The whole of the data, every line, should come back exactly the same.
--- Information supplied Enclosed Below ---
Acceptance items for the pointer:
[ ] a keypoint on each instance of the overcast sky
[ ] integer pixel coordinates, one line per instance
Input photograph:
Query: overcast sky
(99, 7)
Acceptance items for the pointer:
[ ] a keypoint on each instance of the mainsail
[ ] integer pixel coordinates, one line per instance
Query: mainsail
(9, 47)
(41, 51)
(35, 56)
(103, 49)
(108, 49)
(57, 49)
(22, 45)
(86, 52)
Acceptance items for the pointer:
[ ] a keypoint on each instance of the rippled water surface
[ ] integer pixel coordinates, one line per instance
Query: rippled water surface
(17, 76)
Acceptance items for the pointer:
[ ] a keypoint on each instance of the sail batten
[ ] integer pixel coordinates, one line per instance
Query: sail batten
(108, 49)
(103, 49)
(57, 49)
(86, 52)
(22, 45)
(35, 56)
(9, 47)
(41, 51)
--- End of Enclosed Information supplied ---
■ Solution to the problem
Acceptance items for the pointer:
[ ] a keypoint on each instance of the overcast sky
[ ] integer pixel coordinates, one line per instance
Input photograph:
Query: overcast sky
(99, 7)
Acceptance items for the pointer:
[ ] a keypoint on each instance of the mainsail
[ ] integer pixel coordinates, one line per instance
Query: mainsail
(9, 47)
(41, 51)
(35, 56)
(103, 49)
(108, 49)
(57, 49)
(22, 45)
(86, 52)
Acceptance items for the pointer:
[ ] a keypoint on each instance of the rippled water surface
[ ] integer pixel coordinates, one line per instance
Query: rippled water surface
(17, 76)
Acceptance items for the pointer:
[ ] a keypoint on each instance of the sail batten
[ ] integer pixel coordinates, one line per instance
Query: sail batten
(108, 49)
(103, 49)
(57, 49)
(86, 52)
(22, 45)
(35, 56)
(9, 47)
(41, 51)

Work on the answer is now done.